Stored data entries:

★ ★ ★ ★

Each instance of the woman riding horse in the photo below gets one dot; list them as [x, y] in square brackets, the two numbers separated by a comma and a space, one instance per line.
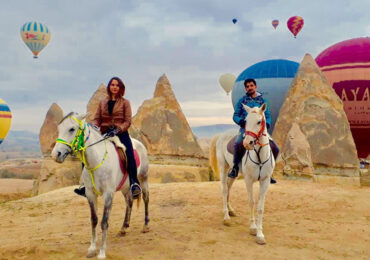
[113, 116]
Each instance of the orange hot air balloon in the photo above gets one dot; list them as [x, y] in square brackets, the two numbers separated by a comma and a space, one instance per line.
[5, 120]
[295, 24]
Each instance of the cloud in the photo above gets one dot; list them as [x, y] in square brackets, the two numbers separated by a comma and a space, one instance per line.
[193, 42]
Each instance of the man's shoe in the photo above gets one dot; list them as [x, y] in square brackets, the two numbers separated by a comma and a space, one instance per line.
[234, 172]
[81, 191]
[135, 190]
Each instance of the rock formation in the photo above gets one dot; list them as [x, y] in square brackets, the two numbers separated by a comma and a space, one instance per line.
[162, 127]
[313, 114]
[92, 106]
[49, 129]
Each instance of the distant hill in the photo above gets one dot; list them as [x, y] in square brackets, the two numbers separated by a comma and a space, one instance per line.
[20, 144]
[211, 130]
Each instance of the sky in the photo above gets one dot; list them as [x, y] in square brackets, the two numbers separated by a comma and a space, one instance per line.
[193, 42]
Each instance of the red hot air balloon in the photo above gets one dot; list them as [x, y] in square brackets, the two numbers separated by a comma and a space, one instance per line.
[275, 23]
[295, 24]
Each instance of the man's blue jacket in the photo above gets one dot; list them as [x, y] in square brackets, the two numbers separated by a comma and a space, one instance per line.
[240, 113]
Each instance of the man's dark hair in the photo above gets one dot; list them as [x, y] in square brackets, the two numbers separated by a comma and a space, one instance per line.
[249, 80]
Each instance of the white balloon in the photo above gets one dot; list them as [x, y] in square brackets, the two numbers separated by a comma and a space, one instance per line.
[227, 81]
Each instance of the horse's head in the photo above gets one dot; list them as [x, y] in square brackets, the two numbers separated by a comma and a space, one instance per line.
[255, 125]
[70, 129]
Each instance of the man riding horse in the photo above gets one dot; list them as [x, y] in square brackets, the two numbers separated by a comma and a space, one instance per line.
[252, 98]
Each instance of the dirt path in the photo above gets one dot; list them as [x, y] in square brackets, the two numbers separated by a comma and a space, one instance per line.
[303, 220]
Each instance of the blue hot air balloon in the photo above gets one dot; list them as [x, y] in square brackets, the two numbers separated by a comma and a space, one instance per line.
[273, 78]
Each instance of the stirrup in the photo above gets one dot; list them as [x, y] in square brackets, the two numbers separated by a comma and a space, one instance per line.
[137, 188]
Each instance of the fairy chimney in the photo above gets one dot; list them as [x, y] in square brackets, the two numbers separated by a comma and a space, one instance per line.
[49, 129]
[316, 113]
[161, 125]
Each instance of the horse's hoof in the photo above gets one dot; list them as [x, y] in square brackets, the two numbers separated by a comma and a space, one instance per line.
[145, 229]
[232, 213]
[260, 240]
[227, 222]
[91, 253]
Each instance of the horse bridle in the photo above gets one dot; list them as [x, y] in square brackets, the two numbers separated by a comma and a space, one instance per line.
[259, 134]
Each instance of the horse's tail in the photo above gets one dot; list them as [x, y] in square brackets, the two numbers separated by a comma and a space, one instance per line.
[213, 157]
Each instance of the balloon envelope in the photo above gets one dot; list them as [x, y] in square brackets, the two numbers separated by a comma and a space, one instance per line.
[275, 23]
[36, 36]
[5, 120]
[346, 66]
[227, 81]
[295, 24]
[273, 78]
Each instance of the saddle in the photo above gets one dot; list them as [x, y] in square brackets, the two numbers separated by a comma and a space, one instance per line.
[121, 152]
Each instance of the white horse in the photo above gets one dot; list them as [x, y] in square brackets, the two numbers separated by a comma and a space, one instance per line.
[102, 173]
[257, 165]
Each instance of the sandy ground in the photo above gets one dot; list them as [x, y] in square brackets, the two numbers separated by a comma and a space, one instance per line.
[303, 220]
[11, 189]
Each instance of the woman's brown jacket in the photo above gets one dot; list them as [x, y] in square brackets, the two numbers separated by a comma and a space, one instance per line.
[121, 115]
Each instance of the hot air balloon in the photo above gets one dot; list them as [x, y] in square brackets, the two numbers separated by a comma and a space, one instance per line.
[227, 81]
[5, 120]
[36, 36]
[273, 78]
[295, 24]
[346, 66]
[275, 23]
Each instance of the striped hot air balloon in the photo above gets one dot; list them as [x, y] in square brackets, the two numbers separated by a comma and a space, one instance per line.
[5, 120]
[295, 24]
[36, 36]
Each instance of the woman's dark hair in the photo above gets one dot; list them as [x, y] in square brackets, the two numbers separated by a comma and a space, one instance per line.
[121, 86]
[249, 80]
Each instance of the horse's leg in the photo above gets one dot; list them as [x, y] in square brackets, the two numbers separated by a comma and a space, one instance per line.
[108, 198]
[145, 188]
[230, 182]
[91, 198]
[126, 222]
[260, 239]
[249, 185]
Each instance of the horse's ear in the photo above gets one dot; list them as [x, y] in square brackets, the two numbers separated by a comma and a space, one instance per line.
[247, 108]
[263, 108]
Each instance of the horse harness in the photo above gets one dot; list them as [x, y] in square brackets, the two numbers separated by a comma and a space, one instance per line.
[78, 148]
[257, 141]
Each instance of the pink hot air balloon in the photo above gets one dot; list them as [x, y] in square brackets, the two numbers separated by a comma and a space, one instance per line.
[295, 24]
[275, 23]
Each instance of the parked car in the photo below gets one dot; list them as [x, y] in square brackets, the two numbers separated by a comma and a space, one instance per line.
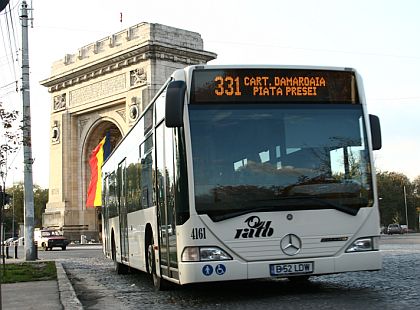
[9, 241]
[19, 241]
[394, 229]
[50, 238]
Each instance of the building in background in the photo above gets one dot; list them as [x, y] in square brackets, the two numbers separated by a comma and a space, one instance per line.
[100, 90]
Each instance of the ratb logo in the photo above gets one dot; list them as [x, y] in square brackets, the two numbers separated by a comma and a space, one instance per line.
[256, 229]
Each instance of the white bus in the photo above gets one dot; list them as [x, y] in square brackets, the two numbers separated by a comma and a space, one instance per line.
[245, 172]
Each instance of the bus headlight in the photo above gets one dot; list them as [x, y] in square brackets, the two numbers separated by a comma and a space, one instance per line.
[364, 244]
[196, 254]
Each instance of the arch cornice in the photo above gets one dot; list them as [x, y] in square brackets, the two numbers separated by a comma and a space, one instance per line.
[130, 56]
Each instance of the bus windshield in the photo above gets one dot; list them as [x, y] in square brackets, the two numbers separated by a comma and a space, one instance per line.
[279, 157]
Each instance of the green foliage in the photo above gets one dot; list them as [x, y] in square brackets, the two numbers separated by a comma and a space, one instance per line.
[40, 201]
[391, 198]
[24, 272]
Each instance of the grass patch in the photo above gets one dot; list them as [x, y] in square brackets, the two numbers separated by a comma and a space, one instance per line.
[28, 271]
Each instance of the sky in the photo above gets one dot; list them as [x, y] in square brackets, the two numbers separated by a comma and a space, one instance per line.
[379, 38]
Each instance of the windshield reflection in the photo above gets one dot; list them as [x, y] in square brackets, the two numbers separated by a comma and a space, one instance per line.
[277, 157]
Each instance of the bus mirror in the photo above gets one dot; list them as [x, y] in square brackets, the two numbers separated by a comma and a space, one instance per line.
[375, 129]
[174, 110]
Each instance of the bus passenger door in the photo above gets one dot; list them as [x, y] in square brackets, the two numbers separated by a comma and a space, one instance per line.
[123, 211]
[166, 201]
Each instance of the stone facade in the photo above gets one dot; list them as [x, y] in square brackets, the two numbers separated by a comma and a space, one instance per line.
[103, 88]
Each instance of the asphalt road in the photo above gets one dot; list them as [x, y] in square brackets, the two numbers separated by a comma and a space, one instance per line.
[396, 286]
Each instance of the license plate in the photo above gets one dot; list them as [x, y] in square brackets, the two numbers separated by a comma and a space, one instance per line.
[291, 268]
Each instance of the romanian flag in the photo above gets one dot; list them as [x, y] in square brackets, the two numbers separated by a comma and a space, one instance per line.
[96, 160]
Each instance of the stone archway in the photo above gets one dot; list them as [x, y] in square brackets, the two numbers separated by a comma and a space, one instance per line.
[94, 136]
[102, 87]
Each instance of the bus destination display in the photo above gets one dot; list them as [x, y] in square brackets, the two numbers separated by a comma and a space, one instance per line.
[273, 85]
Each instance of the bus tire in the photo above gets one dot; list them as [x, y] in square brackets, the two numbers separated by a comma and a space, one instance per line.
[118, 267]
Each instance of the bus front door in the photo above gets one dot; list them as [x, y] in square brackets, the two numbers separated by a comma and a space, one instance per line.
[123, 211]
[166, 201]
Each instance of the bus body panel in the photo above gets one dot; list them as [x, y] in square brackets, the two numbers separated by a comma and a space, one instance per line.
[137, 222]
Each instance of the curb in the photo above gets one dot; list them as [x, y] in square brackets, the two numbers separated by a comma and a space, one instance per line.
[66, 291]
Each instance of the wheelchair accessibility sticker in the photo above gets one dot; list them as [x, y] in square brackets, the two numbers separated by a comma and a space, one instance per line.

★ ★ ★ ★

PROBLEM: Only the lines from the one containing "Each instance of the bus destination" through the end of the data above are wanted, both ends included; restate them word for word.

RESULT OF THIS TASK:
Each instance of the bus destination display in the photo above gets one dot; list them as [x, y] in square brackets, the two numbers separated by a comma and a space, one instance per line.
[273, 85]
Each instance of the bus tire in the photo above gets one dot; list them as [x, y] in square brackets, the two numbers separated by a comma and a space, one instance per line.
[118, 267]
Each instance of the bus front door in the photo above gets one dot; list them as [x, y] in square brackets, the two numbers separated by a comma and a space, one instance per line.
[123, 211]
[166, 201]
Each instance of the bus body panel in the photo above gets one dot; list them as [x, y] in square brackets, the two numbers separated by a comma and a space, one instance per line.
[137, 222]
Each instance of the curb in the photo above gets one dot; list them as [x, y] in square brackets, the two numbers separated by a comma and a space, one instance per line.
[66, 291]
Each instance of the wheelchair accessibility sticker in the photo above gets one dot; list them as [x, y] in square brackets, the two numbers separated by a comma and a space, one instance per line.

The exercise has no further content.